> **Problem 1**
Transcribe the passage of the article on Russia's noble gas export ban that opens with the words containing "All three gases" and closes with "invasion of Ukraine.".
> **Problem 2**
In the article on Russia's noble gas export ban, where does Russia gather neon, and where does it send the neon for purification?

> **Supplied text**
_ _ _ _

Limiting Noble Gases
According to a report by Russian state news agency TASS, Moscow began banning exports of inert or "noble" gases such as helium, neon, and argon to countries that are deemed unfriendly by the country.
All three gases are essential to make the small electronic chips found in everything from cellphones to washing machines to automobiles, and they've been in limited supply for months.
CNN noted that these gases are essential to make the small electronic chips found in everything from cellphones to cars to various devices.
The export restriction is one of the latest moves of President Vladimir Putin against nations that have placed tons of sanctions on Russia amid its invasion of Ukraine.
According to consulting firm Bain & Company, Russia and Ukraine supplied around 30% of the neon gas to the chip sector before the war sparked.
CNN reported that the semiconductor industry and its customers were already recovering from the worst of the supply crisis. LMC Automotive built 10 million fewer vehicles last year owing to a semiconductor shortage, according to the company's report.
The Role of Neon Before the War
Neon is used in the lithography process to manufacture semiconductors. The gas plays a role in the wavelength of light generated from the laser, which is then used to create patterns on the silicon wafers that comprise the chip.
Russia and Ukraine play an important role in the production of neon before war broke out between the two. Russia gathers neon from its steelworks and transports them to Ukraine for purification.
Senior Technology analyst at Techcet Jonas Sundqvist told CNN that both countries had been leaders in manufacturing noble gases since the Soviet Union's days when it was using the gases for military and space purposes.
Is the Tech Industry in Deep Trouble?
According to Peter Hanbury, a partner at Bain & Company's manufacturing practice for the Americas, the industry's reliance on Ukraine and Russia for neon was very high, ranging between 80 and 90 percent.
He added that chipmakers had decreased that reliance to less than a third since Russia's invasion of Crimea in 2014.
Hanbury said that it's too soon to tell how Russia's export limitations will affect the state of semiconductor manufacturers. He said that there could be an impact for a few months, but it would only be minimal.

_ _ _ _

[Collected data]
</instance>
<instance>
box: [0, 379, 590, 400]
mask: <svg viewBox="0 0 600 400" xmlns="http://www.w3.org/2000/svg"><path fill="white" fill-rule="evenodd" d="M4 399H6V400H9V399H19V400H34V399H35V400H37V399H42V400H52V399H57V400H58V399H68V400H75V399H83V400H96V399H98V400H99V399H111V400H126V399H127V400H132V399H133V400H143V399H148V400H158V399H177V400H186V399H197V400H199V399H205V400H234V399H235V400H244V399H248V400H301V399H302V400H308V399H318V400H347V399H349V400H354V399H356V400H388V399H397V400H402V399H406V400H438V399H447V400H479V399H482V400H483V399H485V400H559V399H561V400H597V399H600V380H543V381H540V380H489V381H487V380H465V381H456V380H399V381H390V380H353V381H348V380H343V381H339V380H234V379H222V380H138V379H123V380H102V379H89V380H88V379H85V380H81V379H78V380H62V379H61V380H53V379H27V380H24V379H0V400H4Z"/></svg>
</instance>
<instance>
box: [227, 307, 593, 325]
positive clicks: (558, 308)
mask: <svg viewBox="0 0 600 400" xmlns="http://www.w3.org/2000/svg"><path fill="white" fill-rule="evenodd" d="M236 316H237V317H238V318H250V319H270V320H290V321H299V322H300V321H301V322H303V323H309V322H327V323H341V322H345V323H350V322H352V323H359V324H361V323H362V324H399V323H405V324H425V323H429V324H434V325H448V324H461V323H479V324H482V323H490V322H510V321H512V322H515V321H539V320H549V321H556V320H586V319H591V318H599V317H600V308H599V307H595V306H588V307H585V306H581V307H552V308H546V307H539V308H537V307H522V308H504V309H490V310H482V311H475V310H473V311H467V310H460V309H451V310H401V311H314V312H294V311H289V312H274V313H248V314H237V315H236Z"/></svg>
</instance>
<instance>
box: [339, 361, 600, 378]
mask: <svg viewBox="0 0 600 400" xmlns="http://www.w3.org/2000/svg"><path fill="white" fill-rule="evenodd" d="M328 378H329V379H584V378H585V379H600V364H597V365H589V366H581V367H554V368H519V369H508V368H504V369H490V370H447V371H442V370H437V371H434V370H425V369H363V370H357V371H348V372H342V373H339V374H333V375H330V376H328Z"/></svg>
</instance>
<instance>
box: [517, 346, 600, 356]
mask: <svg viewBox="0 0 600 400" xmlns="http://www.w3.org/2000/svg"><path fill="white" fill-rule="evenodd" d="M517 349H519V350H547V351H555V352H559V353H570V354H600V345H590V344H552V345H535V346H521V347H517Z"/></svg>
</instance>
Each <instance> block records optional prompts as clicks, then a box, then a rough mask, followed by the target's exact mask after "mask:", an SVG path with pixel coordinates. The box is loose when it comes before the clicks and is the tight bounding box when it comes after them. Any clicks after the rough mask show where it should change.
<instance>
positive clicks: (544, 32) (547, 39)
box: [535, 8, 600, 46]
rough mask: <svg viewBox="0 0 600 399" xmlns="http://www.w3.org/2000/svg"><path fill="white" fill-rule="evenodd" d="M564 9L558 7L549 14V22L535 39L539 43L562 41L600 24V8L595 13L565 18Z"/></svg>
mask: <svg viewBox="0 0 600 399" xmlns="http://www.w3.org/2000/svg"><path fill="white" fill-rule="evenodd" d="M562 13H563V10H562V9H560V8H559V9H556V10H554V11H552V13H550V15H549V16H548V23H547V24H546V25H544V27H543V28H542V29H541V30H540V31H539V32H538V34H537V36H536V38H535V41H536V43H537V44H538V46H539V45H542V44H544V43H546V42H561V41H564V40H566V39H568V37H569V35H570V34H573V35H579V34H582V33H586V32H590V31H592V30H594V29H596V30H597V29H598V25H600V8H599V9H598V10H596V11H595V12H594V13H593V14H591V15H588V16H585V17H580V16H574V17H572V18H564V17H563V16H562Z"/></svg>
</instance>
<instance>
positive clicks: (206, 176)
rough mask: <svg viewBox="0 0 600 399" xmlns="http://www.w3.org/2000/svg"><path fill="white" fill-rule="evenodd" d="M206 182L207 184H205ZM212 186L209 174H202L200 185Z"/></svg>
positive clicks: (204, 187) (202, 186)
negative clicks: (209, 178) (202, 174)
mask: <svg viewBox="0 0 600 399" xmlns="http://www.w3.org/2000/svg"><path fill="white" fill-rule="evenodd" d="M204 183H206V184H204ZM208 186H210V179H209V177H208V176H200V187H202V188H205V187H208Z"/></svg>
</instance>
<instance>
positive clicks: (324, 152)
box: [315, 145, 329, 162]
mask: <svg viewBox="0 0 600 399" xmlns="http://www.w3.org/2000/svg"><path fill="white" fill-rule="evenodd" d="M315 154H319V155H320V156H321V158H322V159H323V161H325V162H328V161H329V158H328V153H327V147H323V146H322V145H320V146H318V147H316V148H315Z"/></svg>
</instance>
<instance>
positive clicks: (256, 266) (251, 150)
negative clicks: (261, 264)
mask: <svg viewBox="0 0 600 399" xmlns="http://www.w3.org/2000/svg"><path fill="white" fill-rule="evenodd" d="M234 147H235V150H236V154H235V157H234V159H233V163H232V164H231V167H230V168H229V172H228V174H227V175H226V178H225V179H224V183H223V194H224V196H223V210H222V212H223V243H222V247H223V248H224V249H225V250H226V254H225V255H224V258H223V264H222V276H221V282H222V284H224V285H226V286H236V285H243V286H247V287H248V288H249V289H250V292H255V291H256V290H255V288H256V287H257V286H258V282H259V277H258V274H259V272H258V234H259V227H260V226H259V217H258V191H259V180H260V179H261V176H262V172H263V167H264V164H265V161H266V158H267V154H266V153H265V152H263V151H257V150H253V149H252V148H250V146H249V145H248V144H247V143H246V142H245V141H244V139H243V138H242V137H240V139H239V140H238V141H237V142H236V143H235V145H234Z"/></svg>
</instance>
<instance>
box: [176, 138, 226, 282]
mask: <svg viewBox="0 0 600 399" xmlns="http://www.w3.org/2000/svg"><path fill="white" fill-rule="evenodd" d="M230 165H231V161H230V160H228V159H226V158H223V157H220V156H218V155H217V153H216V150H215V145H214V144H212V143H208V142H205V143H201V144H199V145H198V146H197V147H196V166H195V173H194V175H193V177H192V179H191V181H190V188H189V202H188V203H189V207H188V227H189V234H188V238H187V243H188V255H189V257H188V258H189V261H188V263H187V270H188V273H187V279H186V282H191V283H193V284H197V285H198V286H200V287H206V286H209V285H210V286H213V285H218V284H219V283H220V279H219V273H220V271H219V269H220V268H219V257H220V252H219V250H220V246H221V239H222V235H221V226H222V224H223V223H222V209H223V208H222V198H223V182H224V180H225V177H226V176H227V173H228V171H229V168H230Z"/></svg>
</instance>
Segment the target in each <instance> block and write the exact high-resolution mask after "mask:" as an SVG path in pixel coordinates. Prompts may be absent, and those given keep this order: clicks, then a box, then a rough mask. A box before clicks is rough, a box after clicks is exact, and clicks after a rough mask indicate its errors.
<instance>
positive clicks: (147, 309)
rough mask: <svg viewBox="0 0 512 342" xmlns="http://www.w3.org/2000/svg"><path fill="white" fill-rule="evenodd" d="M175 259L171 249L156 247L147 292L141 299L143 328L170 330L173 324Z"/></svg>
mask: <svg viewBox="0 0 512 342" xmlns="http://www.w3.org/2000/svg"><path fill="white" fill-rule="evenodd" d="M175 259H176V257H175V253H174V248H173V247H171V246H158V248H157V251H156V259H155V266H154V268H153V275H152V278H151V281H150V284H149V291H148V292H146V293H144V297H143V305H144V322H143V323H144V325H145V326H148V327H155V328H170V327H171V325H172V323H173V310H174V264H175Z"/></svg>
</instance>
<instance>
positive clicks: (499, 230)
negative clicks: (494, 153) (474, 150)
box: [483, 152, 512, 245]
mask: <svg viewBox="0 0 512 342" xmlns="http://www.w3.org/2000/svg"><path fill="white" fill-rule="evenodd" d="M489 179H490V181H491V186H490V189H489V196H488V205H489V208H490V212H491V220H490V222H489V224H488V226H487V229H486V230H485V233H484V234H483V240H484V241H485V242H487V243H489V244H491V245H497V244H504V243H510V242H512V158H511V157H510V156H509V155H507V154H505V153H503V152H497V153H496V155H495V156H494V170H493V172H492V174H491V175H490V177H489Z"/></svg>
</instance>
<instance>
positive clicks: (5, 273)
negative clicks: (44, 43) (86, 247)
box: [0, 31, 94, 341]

_ _ _ _

> **Exercise answer 1**
All three gases are essential to make the small electronic chips found in everything from cellphones to washing machines to automobiles, and they've been in limited supply for months.
CNN noted that these gases are essential to make the small electronic chips found in everything from cellphones to cars to various devices.
The export restriction is one of the latest moves of President Vladimir Putin against nations that have placed tons of sanctions on Russia amid its invasion of Ukraine.

> **Exercise answer 2**
Russia gathers neon from its steelworks and transports it to Ukraine for purification.